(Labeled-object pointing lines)
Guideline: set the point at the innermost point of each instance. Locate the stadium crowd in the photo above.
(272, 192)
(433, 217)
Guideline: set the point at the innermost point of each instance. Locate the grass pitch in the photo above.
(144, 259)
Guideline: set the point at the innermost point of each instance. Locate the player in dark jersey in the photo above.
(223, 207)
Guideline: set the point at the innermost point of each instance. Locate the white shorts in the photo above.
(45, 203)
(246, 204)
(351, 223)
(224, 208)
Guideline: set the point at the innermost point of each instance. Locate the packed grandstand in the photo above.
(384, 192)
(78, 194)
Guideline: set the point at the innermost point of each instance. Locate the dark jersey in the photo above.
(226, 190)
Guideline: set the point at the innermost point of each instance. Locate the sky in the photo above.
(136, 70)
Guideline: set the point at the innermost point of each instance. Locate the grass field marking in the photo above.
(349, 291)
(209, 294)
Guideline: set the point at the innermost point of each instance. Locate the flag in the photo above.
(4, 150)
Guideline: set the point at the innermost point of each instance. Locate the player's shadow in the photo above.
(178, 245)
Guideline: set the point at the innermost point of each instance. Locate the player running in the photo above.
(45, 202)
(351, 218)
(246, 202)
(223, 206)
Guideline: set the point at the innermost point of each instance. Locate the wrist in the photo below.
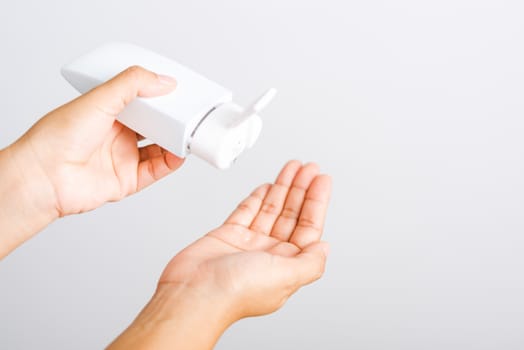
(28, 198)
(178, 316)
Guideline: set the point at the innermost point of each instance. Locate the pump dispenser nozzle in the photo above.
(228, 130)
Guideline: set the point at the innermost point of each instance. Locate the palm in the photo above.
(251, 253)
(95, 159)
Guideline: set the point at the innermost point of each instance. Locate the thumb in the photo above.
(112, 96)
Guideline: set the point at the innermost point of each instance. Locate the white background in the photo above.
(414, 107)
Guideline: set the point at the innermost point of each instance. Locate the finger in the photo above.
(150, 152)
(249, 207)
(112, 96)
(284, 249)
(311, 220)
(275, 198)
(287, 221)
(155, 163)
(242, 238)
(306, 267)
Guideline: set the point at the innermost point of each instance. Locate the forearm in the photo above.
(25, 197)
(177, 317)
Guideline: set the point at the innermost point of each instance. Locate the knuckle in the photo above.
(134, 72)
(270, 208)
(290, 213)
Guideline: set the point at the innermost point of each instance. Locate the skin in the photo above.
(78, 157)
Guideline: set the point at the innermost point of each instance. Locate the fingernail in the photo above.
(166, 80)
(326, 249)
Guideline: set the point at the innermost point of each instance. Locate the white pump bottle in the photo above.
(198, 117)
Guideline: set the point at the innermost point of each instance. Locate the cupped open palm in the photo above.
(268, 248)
---
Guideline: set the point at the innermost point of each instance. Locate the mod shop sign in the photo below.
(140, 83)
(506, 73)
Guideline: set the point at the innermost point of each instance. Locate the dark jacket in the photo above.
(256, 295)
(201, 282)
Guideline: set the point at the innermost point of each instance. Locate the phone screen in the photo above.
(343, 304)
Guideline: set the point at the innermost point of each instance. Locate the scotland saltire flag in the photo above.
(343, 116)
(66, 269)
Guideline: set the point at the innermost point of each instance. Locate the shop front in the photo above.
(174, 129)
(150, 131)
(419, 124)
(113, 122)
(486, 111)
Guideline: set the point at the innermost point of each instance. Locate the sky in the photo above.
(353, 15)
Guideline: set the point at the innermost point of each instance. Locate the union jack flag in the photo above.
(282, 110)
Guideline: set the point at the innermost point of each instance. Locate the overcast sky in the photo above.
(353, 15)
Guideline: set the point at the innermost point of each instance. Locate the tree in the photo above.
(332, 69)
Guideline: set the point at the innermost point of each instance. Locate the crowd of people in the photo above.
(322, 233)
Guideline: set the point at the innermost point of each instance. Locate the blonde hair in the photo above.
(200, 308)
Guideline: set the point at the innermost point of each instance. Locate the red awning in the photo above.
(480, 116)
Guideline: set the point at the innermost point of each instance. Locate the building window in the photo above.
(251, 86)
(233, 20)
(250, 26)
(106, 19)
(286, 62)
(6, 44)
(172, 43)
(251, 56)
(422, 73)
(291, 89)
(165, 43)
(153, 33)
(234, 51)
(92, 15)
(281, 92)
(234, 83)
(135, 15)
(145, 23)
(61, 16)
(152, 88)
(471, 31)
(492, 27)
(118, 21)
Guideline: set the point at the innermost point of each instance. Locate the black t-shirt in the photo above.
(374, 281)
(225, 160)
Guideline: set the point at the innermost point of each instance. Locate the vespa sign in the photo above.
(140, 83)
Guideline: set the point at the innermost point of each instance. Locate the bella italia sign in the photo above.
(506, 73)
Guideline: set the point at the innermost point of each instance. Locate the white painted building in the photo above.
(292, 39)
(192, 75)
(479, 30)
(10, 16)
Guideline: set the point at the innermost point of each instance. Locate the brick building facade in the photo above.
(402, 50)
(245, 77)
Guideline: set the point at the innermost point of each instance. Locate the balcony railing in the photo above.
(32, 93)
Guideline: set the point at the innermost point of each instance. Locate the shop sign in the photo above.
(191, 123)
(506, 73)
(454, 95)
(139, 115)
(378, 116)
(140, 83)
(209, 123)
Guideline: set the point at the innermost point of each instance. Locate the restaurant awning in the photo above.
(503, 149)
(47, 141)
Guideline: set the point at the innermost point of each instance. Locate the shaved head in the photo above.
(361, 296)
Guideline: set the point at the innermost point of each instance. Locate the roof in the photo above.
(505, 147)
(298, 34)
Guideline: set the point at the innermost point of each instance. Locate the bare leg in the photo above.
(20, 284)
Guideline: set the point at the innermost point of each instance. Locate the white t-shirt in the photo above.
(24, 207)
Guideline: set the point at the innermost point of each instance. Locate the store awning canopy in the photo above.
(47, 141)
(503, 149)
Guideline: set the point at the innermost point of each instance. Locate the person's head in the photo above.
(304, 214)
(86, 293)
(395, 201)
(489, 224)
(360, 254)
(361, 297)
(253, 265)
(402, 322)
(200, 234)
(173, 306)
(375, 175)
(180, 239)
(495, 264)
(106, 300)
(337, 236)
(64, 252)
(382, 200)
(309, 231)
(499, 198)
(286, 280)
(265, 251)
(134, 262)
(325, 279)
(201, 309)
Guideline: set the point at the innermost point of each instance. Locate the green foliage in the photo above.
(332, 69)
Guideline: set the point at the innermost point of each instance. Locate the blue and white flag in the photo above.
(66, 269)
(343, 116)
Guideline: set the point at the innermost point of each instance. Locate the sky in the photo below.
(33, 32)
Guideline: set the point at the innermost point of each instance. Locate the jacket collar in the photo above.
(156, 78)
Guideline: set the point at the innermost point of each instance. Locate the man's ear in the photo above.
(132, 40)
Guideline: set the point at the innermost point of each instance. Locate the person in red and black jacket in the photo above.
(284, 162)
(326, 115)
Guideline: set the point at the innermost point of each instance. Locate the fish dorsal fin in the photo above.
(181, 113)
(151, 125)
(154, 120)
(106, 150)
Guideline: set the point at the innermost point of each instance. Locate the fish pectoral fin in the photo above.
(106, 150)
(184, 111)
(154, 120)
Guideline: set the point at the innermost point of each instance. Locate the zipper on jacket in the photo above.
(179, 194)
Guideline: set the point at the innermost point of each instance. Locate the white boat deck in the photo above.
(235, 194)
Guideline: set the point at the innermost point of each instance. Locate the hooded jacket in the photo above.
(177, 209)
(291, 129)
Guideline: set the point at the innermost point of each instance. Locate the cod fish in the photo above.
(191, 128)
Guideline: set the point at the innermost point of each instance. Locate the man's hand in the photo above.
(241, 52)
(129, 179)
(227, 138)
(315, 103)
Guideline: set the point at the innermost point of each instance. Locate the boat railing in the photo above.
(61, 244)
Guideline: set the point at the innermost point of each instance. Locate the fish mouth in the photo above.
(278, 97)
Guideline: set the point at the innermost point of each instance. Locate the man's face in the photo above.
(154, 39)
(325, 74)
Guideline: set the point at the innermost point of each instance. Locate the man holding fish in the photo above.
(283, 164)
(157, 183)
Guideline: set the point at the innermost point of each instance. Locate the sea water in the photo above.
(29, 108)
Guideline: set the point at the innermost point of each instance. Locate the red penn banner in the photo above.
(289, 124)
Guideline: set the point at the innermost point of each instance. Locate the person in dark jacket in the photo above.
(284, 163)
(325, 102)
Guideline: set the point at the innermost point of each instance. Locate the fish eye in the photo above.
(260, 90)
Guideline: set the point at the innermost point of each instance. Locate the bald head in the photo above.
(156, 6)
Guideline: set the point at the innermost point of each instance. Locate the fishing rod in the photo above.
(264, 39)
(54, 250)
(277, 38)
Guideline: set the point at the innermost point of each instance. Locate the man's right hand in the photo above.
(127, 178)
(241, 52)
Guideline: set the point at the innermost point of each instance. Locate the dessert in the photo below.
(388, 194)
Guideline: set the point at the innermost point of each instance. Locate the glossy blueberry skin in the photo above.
* * *
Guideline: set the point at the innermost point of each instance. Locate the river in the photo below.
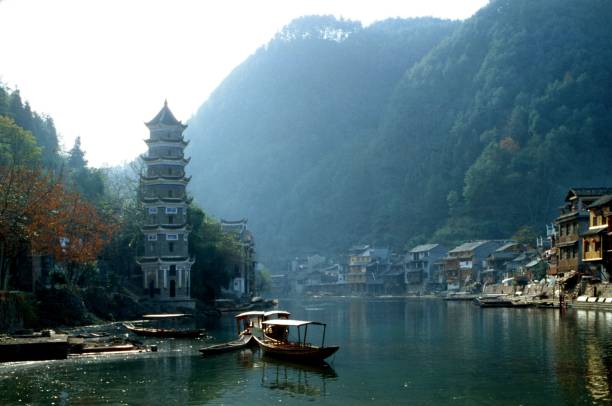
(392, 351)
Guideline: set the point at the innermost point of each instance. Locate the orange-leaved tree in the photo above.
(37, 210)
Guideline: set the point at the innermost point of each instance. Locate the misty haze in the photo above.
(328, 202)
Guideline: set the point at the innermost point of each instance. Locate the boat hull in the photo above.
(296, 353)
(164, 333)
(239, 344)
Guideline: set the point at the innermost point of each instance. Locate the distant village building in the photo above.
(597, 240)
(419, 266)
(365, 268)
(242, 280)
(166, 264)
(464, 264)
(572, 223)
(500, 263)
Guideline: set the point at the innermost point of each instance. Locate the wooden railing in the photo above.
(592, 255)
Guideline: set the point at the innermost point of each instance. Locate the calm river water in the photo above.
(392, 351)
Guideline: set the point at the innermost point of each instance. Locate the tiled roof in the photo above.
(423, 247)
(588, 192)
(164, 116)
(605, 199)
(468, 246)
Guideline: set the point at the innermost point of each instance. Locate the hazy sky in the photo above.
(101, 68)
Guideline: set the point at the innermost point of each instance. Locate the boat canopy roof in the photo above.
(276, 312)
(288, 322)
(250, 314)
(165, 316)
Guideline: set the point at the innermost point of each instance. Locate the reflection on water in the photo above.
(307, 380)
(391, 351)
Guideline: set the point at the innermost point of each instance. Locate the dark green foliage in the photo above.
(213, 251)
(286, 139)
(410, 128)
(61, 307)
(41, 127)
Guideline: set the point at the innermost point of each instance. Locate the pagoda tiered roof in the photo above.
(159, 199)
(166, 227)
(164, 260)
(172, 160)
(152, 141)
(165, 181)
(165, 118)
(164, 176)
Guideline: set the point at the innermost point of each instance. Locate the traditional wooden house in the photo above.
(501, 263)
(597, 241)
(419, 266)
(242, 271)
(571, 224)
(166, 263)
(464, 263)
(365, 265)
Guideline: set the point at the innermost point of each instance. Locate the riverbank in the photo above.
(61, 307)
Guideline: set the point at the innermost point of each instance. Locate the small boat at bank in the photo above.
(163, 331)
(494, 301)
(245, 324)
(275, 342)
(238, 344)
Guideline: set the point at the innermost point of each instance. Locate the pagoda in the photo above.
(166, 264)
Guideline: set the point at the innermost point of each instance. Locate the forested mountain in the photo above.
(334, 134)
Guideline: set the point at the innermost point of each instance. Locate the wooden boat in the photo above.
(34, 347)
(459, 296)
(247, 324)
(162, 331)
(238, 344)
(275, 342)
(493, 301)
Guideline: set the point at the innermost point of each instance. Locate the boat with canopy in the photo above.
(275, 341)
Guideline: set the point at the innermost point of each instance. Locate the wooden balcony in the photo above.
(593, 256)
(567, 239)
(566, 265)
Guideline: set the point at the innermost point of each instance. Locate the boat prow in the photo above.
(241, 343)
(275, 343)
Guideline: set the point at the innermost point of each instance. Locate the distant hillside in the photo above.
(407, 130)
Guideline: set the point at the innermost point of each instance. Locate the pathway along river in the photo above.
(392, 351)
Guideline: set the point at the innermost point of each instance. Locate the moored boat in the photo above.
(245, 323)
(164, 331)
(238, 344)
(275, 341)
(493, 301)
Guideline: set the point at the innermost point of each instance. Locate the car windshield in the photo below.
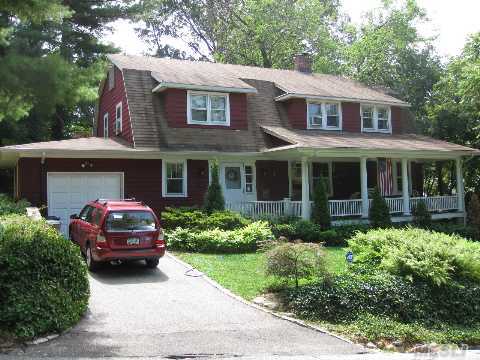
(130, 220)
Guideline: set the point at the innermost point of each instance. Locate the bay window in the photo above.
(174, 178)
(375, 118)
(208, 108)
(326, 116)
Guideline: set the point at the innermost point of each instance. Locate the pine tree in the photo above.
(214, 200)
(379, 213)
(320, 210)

**GIVEN TASK:** Which lines above contain the word "railing"? Pull out each of them.

**COMPLETED TASK:**
Guideline: set the point at the innermost point of each instance. Locate the balcony railing in the photo above.
Guideline: set the point at the innermost point of each instance. Locate the boat railing in the photo above.
Guideline: set the point at the innermost point of each instance. Locate the wooden railing in the photo above.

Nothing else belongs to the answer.